_Task objective:_
In every item, change "Regarding" to "Looking at" and write the lines out again with nothing else altered. Leave the pictures out of your answer.

⁂

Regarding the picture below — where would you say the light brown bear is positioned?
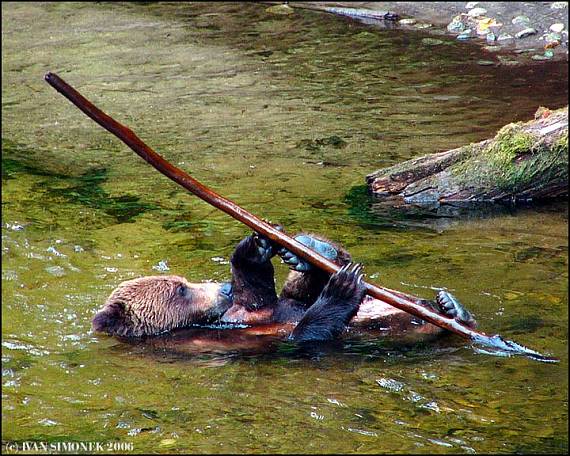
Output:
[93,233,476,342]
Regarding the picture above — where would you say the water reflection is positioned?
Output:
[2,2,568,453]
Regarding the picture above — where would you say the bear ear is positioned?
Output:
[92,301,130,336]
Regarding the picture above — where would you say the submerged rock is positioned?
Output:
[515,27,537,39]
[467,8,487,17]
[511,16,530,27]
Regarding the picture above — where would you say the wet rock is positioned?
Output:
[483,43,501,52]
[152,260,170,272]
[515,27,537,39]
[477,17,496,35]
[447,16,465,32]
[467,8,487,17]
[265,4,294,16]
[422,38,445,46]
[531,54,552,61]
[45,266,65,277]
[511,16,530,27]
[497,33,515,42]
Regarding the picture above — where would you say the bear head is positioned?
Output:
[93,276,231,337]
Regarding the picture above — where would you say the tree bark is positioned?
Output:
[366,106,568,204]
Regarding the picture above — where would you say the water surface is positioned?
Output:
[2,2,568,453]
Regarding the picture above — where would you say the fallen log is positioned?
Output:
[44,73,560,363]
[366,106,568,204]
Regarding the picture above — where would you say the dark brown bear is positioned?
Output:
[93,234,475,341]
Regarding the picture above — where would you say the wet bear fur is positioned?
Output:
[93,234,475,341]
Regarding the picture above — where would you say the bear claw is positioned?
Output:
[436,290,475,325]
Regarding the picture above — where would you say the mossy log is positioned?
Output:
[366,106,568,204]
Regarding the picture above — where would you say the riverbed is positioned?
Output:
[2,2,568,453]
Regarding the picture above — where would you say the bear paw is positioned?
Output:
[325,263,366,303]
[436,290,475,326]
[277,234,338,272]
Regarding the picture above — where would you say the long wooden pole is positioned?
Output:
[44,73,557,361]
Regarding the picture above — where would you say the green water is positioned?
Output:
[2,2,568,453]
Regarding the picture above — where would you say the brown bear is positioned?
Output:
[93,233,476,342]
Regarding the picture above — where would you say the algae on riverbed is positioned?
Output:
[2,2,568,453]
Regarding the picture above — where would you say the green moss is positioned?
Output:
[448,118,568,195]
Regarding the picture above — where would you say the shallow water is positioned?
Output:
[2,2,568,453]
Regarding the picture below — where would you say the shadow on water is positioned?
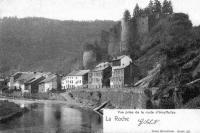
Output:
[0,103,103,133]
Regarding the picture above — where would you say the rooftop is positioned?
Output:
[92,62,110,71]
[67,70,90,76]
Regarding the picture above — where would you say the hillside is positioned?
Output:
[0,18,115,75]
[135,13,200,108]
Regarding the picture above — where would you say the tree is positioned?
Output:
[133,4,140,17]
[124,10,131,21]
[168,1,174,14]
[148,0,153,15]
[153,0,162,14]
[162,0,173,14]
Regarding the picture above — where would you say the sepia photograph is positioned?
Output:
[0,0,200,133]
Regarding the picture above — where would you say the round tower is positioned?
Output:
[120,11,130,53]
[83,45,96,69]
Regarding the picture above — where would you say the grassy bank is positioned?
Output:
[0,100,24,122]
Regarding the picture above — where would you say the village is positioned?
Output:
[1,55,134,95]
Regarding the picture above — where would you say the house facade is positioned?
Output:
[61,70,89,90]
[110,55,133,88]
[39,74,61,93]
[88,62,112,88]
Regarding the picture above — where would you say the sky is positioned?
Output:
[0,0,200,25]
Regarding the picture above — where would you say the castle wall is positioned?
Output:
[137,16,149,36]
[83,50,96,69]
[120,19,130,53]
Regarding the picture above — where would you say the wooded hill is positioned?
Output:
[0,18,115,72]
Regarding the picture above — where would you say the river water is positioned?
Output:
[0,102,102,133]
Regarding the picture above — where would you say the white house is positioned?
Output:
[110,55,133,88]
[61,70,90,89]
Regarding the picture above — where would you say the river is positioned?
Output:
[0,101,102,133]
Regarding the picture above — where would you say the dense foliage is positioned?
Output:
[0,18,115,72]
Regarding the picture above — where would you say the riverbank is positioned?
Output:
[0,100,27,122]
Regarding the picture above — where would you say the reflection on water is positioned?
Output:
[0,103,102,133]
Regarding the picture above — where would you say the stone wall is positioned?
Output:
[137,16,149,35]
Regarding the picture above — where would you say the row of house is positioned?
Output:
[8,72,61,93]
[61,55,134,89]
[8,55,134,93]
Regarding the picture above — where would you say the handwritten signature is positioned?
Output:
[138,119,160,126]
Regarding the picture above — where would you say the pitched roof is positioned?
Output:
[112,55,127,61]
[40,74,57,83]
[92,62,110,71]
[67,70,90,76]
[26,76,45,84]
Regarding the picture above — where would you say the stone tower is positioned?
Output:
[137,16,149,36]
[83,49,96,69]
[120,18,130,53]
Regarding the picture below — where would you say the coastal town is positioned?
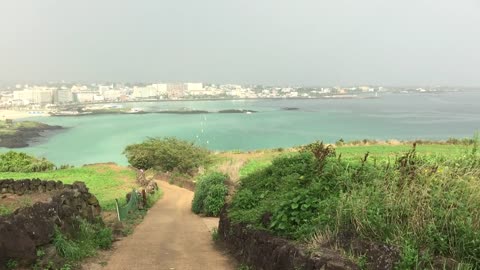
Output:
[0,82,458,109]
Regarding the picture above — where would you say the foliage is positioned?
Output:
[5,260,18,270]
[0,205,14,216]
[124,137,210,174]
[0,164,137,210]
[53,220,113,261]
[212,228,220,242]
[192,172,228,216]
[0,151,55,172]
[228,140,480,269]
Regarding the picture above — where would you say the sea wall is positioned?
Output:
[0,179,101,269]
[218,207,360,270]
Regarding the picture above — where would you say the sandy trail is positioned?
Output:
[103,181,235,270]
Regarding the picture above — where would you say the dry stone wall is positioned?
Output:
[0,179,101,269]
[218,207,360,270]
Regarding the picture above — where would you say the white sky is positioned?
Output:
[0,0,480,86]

⁂

_Expected answer:_
Looking at the picture below — where would you say the light brown bear is positioned?
Output:
[93,233,476,342]
Looking at the picture above — where would you say the water reflection is positioned?
Output:
[2,2,568,453]
Looking at the picture above — where would you say the bear ear is positioned?
Output:
[92,301,130,336]
Looking at the picture above — where would you say the submerged rock is positioned?
Output:
[515,27,537,39]
[467,8,487,17]
[511,16,530,27]
Looking at the picture above — where would you say the wet rock is positioned?
Output:
[483,43,501,52]
[152,260,170,272]
[515,27,537,39]
[477,17,496,35]
[447,16,465,32]
[467,8,487,17]
[265,4,294,16]
[422,38,445,46]
[531,54,552,61]
[45,266,65,277]
[511,16,530,27]
[497,33,515,42]
Looking at the picture above — where would you say the bear head is positioned?
Output:
[93,276,231,337]
Looking at the picture above — where would you say the tree bark is positioned?
Output:
[366,106,568,204]
Looking at the picture above — where would you say the water surface is positioned?
Output:
[2,2,568,453]
Looking at the picture above — where would you say the fallen log is positioned?
Output:
[44,73,560,363]
[366,106,568,204]
Looking at the picture above — where would you say the dark brown bear is positioned?
Output:
[93,234,475,341]
Looking at the picture above — where would you say the wet bear fur is positioned?
Output:
[93,234,475,341]
Looking at the picture above — where would you say the bear claw is positioned?
Output:
[436,290,475,325]
Looking at the picture above — where would you say the mossy log is positioned?
Output:
[366,106,568,204]
Looking at the picture above — where would you say the riverbed is positioned?
Output:
[2,2,568,453]
Looking at the picture above — where would you say the bear paw is positioned?
Output:
[325,263,366,303]
[436,290,475,326]
[277,234,338,272]
Looking at the picture above — where would you say the long wooden pole is positioned?
Output:
[44,73,557,361]
Looking at the picture above — where would you say the green water is positioned?
Output:
[2,2,568,453]
Looking at the picture above — where would you say the brown bear is positioned?
Output:
[93,233,476,342]
Looking at the picture above — where would you say the algae on riverbed is positioned?
Output:
[2,2,568,453]
Looking at the picture above — where would you say the green moss is positioned?
Output:
[448,118,568,195]
Looking at the picture above — where would you say the shallow water is positioned?
Output:
[2,2,568,453]
Looking at the picture below — where would you say the shadow on water is positioned?
Output:
[0,103,103,133]
Looking at the picture above — where would you say the rooftop is positioned?
Output:
[92,62,110,71]
[67,70,90,76]
Looking at the picture above — where would you say the hillside is positioned?
Output:
[0,18,115,75]
[135,13,200,108]
Looking at the picture above — where would you say the tree is positioned?
Output:
[133,4,140,17]
[124,10,131,21]
[168,1,174,14]
[148,0,153,15]
[153,0,162,14]
[162,0,173,14]
Looking at the picture above — where would you say the sepia photograph is positioned?
Output:
[0,0,200,133]
Looking at the picture above — where would you say the round tower is positioned?
Output:
[120,11,130,53]
[83,45,96,69]
Looking at the picture above — where would you say the grassy bank is positioned?
Output:
[0,100,24,122]
Looking at the picture above — where would you say the village is positioned?
Output:
[1,55,134,95]
Looking at the picture above — where would you say the house facade is positioned?
Output:
[61,70,89,90]
[110,55,133,88]
[39,74,61,93]
[88,62,112,88]
Looking at the picture above — where would you say the sky is positioned?
Output:
[0,0,200,25]
Looking at the picture above — where would you say the castle wall is positioned?
Output:
[137,16,149,36]
[83,50,96,69]
[120,19,130,53]
Looking at the picture above — where would you say the wooded hill is positioned?
Output:
[0,18,115,72]
Looking at the picture above — where would you say the river water is positioned?
Output:
[0,102,102,133]
Looking at the picture above — where would you say the white house is positioned?
Output:
[110,55,133,88]
[61,70,90,89]
Looking at the picture above — where would you say the river is positioned?
Output:
[0,101,102,133]
Looking at the picture above — where would you say the dense foliage is positioned?
Output:
[0,18,115,72]
Looking at the picture above — where would you say the riverbank is positioned?
Output:
[0,100,27,122]
Looking at the picture above — where would you say the reflection on water is positioned?
Output:
[0,103,102,133]
Looking at the picture above — where would you say the stone wall is positioned?
Output:
[137,16,149,35]
Looking at the picture above — where would you say the row of house is positioned?
Output:
[8,72,61,93]
[61,55,134,89]
[8,55,134,93]
Looking at the picture above — where would you say the handwritten signature is positioned?
Output:
[138,119,160,126]
Looking at the picture above — where would you say the pitched roof is positioned?
Output:
[112,55,127,61]
[40,74,57,83]
[92,62,110,71]
[67,70,90,76]
[26,76,45,84]
Looking at the picture above — where would you say the stone tower is positioned?
Output:
[137,16,149,36]
[83,49,96,69]
[120,18,130,53]
Looking at the picture below — where would you say the coastal town is positioned?
Output:
[0,82,458,109]
Looking at the picture above — where would you say the foliage is positioned?
Output:
[5,260,18,270]
[0,205,14,216]
[124,137,210,174]
[0,164,137,210]
[53,220,113,261]
[212,228,220,242]
[192,172,228,216]
[0,151,55,172]
[228,140,480,269]
Looking at the picture above — where would you say the sea wall is positioned?
Output:
[0,179,101,269]
[218,207,360,270]
Looking at the picture above — where would you say the sandy trail is positioned?
Output:
[103,181,235,270]
Looking at the picture above — where would you say the dry stone wall is positioned?
Output:
[0,179,101,269]
[218,207,360,270]
Looking at the picture above — where would you say the white sky is positioned?
Output:
[0,0,480,86]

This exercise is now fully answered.